--- begin Records to process ---

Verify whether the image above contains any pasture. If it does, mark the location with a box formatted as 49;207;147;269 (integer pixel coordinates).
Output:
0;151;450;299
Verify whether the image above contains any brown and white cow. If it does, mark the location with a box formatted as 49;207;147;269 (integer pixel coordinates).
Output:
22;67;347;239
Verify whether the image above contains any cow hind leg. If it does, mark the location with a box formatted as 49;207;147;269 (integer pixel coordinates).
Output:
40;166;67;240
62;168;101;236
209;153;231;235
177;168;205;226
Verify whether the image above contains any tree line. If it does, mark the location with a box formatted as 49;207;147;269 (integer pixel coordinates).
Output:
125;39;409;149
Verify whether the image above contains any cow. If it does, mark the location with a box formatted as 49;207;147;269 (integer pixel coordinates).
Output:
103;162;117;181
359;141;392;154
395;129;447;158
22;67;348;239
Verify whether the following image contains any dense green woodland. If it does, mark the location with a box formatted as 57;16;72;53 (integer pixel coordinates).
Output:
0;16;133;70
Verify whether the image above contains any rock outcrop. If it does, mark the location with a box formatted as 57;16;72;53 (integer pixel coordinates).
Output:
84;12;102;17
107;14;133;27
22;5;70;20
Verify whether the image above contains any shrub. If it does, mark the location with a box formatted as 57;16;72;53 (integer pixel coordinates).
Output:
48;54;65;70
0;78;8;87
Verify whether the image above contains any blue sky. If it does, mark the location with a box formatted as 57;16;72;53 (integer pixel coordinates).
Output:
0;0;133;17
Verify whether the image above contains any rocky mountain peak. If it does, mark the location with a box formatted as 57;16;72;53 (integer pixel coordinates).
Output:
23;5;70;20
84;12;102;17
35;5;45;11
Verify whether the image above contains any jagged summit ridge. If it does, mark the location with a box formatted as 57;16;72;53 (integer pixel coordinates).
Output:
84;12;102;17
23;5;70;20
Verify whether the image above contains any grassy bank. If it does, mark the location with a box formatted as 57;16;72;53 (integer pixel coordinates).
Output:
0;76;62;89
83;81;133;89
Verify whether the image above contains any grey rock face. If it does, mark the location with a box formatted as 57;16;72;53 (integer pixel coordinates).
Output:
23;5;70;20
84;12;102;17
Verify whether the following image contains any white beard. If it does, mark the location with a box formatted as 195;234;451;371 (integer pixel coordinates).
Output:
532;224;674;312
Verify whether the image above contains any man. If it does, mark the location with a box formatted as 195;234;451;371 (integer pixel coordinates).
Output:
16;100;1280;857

--- end Records to process ---

(What you need to do) Reproduce the stretch from the line containing "Verify whether the image above contains any jagged" through the end of the rows, requests included, raising every bounding-box coordinate in the outputs by 78. Leave the sample coordinates inside the requests unchanged.

(Final result)
Verify whether the image above contains any jagged summit ridge. If it does, mark the location with a box formatted as 57;16;72;53 (integer pixel coordinates).
Output:
162;90;180;95
101;83;148;98
Verify whether the image above contains any grassy bank. If it does, mark the location with a box formatted as 57;16;72;53 (integer pixel coordinates).
Output:
78;154;140;167
161;159;211;167
Verify whether the image above contains any grey rock face. If it does, mark the location with a box formatted as 57;16;72;53 (integer pixel coordinates).
Output:
101;83;148;98
162;90;180;95
Verify whether the following image contains any white beard. If it does, mark the location with a box formatted as 195;234;451;371 (integer pixel coordinates).
Output:
610;302;752;390
Verify whether the image above contains any man. If it does, mark the location with a box formatted as 195;234;451;371 (integer pixel coordinates).
Output:
94;178;1358;935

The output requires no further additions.